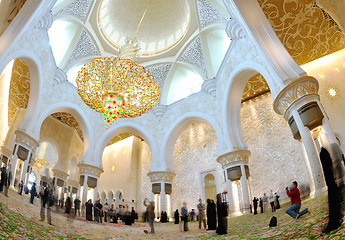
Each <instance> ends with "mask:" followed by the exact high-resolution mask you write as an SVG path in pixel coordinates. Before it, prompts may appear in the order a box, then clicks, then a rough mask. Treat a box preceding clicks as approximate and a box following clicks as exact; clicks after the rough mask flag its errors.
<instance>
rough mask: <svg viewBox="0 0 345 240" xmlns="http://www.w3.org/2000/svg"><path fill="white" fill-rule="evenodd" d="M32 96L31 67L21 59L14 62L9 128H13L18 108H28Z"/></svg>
mask: <svg viewBox="0 0 345 240" xmlns="http://www.w3.org/2000/svg"><path fill="white" fill-rule="evenodd" d="M29 95H30V72H29V67H28V65H26V63H25V62H23V61H22V60H20V59H14V60H13V67H12V76H11V84H10V91H9V98H8V126H11V124H12V121H13V118H14V116H15V114H16V111H17V109H18V108H26V107H27V106H28V102H29Z"/></svg>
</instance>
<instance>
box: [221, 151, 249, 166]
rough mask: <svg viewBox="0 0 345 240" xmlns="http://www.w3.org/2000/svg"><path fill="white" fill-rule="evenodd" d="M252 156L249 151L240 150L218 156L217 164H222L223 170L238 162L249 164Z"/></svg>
mask: <svg viewBox="0 0 345 240" xmlns="http://www.w3.org/2000/svg"><path fill="white" fill-rule="evenodd" d="M250 154H251V152H250V151H249V150H248V149H238V150H234V151H231V152H227V153H224V154H222V155H220V156H218V157H217V162H219V163H220V164H222V167H223V168H225V167H227V166H229V165H230V164H233V163H236V162H243V163H244V164H248V158H249V156H250Z"/></svg>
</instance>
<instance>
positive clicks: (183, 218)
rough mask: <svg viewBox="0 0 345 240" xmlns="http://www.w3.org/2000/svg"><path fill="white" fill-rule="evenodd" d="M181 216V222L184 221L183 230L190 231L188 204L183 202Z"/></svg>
mask: <svg viewBox="0 0 345 240" xmlns="http://www.w3.org/2000/svg"><path fill="white" fill-rule="evenodd" d="M181 215H182V219H181V220H182V221H183V230H184V231H188V209H187V203H186V202H183V207H182V208H181Z"/></svg>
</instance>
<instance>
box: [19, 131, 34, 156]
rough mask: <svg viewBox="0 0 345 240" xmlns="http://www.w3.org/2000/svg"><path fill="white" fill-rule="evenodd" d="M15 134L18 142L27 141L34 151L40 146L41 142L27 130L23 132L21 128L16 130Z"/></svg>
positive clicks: (26, 144) (24, 141) (25, 142)
mask: <svg viewBox="0 0 345 240" xmlns="http://www.w3.org/2000/svg"><path fill="white" fill-rule="evenodd" d="M15 134H16V141H17V142H21V143H25V144H26V145H27V146H29V147H30V148H32V150H33V151H34V150H36V148H37V147H38V146H39V143H38V142H37V140H36V139H34V138H33V137H31V136H30V135H29V134H27V133H26V132H23V131H21V130H16V131H15Z"/></svg>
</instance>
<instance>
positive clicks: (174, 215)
mask: <svg viewBox="0 0 345 240" xmlns="http://www.w3.org/2000/svg"><path fill="white" fill-rule="evenodd" d="M174 218H175V224H179V222H180V213H179V212H178V209H176V211H175V213H174Z"/></svg>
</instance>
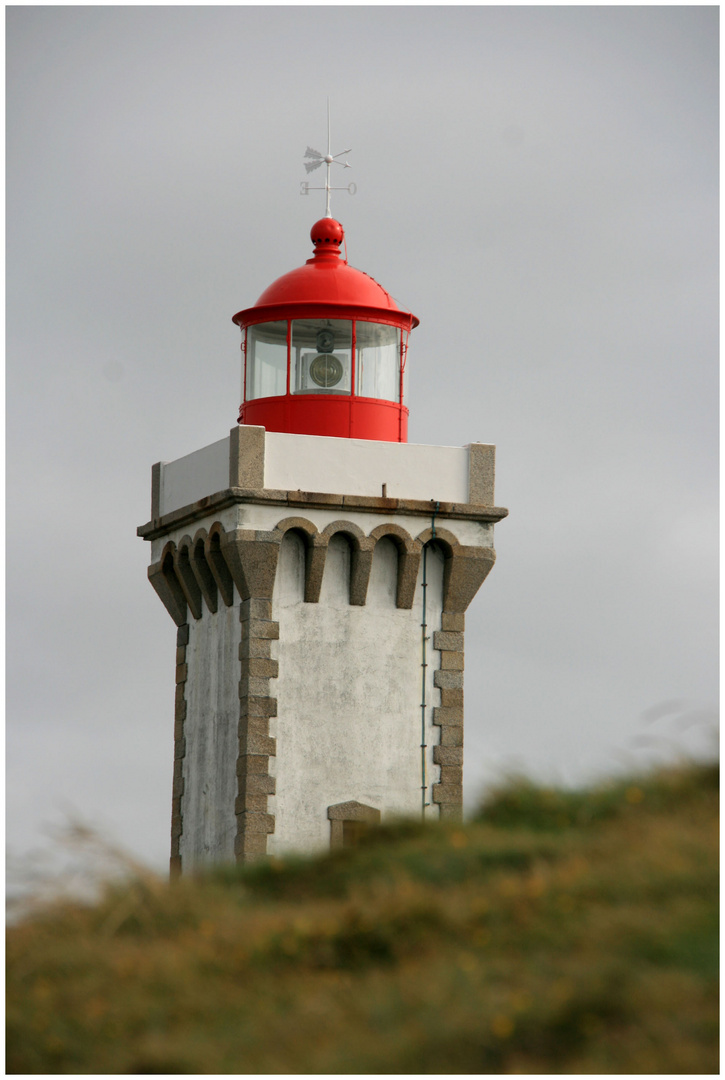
------------
→ Task statement
With every picture omitted, write out the material exactly from its first line through the line containing "box: [221, 151, 249, 166]".

→ Exercise solution
Each <instance> ends with "mask:" followed by the exact high-resolution mask you write as an SVG path in pixel coordinates. Before it, prompts may appear in the order a box, then clicks, then a rough mask. Treat a box preceding clicks as approximate and a box following clicks as exact; clicks after the rough mask flag its errors.
<instance>
rough mask: <svg viewBox="0 0 345 240" xmlns="http://www.w3.org/2000/svg"><path fill="white" fill-rule="evenodd" d="M32 96L31 67L21 59L14 62L9 128H13L18 108H28Z"/></svg>
mask: <svg viewBox="0 0 345 240" xmlns="http://www.w3.org/2000/svg"><path fill="white" fill-rule="evenodd" d="M29 95H30V72H29V67H28V65H26V63H25V62H23V61H22V60H20V59H14V60H13V67H12V76H11V84H10V91H9V98H8V126H11V124H12V121H13V118H14V116H15V114H16V111H17V109H18V108H26V107H27V106H28V102H29Z"/></svg>
</instance>
<instance>
box: [221, 151, 249, 166]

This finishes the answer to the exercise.